Task instructions:
Please copy each line of the records below that includes the word "wall".

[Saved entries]
--------------------------------------------------

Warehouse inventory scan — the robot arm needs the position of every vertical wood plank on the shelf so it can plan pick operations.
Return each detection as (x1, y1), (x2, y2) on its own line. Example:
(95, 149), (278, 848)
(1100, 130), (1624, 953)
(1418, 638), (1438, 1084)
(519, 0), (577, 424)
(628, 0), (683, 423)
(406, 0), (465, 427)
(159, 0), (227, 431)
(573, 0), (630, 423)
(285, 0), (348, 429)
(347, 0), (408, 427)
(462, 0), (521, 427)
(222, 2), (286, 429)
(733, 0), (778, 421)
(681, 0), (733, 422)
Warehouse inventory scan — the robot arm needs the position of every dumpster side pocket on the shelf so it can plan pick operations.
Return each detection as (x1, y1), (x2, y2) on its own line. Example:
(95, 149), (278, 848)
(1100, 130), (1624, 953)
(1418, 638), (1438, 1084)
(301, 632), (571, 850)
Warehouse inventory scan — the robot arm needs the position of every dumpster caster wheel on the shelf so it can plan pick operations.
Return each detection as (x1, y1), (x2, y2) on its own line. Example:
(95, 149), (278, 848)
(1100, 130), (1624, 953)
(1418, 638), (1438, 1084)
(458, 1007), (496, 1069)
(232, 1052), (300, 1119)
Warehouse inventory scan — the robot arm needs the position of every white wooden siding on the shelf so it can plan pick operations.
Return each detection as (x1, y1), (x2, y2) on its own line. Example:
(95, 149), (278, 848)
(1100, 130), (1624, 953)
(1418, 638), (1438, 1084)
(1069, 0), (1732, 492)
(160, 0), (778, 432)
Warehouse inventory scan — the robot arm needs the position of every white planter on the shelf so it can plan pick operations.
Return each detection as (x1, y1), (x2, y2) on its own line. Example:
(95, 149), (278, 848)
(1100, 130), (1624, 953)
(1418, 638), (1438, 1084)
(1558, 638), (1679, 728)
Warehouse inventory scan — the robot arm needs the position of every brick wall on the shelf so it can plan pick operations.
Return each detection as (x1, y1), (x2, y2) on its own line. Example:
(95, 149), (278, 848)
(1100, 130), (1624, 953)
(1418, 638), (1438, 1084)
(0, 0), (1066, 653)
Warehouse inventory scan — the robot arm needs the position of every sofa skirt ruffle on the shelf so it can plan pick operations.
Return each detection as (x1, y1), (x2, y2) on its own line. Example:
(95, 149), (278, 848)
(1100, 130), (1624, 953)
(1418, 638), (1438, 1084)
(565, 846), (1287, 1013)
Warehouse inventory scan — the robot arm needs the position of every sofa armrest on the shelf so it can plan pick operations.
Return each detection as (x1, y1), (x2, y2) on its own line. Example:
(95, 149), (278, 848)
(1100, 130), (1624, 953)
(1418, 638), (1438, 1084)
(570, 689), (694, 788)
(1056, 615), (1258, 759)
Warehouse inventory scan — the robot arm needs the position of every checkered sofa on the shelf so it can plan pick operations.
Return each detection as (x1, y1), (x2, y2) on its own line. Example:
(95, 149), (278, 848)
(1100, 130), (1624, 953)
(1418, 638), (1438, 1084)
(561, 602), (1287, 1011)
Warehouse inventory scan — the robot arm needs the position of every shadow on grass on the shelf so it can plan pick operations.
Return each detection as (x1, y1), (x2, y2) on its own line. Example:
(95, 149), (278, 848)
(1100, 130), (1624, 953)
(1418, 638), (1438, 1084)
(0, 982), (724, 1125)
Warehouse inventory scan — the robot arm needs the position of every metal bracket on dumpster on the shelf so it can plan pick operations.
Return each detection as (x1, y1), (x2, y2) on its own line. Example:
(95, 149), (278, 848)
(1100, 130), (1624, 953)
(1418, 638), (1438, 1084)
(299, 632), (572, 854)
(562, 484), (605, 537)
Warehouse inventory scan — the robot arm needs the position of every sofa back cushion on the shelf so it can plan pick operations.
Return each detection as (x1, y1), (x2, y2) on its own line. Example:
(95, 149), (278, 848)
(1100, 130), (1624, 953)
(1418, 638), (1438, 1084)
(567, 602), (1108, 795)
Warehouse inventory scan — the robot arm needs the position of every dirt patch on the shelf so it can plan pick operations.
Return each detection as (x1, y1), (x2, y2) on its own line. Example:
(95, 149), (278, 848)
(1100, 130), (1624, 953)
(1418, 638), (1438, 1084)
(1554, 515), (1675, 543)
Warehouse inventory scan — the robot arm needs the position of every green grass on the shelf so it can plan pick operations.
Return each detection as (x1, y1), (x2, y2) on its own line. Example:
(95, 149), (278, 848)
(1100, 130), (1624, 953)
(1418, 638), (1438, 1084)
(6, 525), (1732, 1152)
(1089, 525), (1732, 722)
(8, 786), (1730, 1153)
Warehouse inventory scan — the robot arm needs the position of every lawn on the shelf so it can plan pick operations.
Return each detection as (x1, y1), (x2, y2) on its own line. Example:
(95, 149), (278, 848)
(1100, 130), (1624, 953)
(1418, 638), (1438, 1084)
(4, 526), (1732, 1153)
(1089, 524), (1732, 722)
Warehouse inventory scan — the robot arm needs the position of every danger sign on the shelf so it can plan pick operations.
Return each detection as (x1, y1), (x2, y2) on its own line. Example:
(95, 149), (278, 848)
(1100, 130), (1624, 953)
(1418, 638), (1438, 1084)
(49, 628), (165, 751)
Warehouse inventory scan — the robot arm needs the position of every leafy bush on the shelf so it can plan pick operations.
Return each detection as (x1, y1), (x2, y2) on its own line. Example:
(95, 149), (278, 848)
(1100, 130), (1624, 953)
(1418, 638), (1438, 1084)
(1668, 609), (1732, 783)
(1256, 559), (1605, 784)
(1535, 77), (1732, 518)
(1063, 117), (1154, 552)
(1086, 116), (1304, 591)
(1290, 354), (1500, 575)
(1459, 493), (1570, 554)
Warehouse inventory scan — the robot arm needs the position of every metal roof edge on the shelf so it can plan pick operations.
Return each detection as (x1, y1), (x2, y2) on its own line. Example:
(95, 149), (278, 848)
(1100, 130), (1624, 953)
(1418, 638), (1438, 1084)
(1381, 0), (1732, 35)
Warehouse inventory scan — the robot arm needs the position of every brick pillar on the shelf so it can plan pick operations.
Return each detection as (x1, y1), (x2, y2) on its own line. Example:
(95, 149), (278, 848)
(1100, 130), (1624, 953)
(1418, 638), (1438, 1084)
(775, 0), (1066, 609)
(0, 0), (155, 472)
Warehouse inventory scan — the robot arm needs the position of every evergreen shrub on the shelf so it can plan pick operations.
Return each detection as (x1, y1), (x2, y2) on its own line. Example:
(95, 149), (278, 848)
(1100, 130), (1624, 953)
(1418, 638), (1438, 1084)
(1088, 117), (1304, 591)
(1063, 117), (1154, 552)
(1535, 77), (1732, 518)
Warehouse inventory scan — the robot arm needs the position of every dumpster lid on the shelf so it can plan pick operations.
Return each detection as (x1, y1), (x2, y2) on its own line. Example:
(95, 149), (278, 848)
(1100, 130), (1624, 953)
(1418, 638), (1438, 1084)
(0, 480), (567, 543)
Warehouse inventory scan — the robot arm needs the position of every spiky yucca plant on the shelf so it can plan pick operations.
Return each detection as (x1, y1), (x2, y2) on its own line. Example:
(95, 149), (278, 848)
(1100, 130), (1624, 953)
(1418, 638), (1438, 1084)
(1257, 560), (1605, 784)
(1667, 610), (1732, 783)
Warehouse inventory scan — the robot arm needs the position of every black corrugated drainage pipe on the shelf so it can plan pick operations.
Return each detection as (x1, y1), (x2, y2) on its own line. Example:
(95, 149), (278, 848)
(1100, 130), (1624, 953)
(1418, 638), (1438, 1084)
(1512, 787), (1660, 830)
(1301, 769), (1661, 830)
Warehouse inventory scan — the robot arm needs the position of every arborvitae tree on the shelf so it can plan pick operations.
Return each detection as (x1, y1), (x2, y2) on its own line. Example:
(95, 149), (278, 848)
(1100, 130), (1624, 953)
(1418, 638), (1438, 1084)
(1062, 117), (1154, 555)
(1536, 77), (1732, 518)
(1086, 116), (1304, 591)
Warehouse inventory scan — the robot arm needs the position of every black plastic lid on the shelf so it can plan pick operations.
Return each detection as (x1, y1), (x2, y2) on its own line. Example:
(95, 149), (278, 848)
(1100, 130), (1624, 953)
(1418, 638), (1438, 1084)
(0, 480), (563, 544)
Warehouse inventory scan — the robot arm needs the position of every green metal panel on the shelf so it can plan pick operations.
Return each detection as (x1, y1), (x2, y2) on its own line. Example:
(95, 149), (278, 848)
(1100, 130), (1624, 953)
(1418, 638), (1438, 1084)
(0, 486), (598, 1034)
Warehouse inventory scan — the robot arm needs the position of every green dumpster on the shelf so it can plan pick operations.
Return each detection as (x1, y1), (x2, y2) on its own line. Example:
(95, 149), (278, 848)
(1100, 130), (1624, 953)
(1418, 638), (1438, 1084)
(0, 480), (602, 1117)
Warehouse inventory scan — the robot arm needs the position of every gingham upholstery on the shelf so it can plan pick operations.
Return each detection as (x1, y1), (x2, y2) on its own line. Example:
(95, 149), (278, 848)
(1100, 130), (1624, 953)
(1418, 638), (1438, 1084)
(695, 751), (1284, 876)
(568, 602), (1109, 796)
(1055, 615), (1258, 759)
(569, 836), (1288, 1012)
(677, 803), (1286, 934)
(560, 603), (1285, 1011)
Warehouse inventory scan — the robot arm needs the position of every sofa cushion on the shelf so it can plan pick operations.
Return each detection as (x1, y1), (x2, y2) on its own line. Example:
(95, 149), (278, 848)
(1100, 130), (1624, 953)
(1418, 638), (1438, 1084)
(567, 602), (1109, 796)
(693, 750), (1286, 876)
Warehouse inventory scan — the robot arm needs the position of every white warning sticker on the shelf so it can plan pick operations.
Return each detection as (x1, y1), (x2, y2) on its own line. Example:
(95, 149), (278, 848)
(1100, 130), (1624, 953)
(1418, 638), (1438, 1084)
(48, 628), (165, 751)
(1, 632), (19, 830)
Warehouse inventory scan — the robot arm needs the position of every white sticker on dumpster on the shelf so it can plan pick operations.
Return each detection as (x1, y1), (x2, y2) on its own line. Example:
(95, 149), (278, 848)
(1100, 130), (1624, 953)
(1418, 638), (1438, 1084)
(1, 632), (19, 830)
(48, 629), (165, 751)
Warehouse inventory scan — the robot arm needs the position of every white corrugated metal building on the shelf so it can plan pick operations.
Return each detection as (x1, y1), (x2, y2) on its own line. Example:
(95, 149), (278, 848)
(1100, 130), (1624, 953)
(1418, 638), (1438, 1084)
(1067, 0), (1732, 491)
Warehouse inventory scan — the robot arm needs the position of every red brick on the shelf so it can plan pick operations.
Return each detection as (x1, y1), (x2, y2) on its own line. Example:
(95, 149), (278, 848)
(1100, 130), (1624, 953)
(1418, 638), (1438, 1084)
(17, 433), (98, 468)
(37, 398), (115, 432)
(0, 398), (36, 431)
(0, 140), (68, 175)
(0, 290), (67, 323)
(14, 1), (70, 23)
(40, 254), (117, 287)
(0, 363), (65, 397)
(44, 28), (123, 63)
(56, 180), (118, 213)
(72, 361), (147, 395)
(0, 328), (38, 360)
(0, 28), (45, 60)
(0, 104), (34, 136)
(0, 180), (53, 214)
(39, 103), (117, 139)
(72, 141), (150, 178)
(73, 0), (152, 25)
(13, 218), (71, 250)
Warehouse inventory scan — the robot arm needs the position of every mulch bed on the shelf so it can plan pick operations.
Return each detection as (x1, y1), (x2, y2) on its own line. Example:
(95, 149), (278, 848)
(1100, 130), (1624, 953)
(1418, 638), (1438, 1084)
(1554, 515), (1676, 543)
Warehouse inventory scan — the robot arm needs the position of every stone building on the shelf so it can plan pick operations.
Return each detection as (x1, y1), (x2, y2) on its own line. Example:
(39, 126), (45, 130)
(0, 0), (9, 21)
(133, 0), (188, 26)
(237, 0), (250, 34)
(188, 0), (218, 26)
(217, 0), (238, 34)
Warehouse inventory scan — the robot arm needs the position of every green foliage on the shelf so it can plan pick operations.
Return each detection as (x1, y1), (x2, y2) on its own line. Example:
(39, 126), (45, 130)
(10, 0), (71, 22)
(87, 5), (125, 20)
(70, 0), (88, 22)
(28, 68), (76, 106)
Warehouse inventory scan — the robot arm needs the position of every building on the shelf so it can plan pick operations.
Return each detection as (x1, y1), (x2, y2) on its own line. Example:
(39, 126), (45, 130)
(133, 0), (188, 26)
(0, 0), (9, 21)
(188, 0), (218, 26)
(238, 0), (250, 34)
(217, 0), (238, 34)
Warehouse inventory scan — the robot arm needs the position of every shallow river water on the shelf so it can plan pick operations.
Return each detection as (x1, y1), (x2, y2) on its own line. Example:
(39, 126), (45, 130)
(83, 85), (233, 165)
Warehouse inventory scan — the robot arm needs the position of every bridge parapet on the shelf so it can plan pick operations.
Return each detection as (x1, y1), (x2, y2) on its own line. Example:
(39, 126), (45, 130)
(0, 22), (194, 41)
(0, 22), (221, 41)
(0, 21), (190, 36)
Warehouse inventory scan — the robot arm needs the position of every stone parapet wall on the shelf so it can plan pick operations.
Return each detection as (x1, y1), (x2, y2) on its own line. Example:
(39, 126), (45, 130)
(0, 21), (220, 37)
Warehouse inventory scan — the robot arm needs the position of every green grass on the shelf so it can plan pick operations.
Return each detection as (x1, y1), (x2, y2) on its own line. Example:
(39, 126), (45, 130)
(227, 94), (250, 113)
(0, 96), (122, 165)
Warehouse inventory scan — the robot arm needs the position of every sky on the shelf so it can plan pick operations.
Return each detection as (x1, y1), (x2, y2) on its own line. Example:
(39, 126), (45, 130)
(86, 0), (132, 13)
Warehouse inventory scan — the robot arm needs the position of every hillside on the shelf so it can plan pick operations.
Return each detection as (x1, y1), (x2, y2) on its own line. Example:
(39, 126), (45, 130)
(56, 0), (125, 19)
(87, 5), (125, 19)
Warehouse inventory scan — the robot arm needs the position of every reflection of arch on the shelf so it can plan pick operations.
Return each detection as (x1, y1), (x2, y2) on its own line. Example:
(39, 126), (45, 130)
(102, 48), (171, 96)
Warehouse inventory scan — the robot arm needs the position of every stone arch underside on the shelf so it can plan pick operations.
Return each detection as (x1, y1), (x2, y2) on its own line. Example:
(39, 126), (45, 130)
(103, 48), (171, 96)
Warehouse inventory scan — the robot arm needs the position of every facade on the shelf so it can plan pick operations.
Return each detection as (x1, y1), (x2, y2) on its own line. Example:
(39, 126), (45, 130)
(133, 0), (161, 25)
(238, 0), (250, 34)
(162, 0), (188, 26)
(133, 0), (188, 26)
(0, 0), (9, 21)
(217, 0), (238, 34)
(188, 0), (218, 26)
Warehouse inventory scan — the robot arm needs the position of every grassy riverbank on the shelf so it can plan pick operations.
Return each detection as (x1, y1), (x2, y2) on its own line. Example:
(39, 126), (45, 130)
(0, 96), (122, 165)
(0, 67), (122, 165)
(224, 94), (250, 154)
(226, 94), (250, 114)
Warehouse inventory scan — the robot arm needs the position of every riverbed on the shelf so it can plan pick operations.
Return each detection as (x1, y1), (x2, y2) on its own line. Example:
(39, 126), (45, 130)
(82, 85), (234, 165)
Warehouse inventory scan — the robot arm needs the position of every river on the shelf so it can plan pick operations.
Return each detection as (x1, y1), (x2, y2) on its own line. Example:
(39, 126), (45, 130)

--------------------------------------------------

Answer box:
Warehouse inventory scan — the robot arm needs the position of every brick wall on the shelf so it can plan pick operations.
Warehouse inventory scan — the robot arm needs the position of every stone parapet wall on the shelf so it can plan pick operations.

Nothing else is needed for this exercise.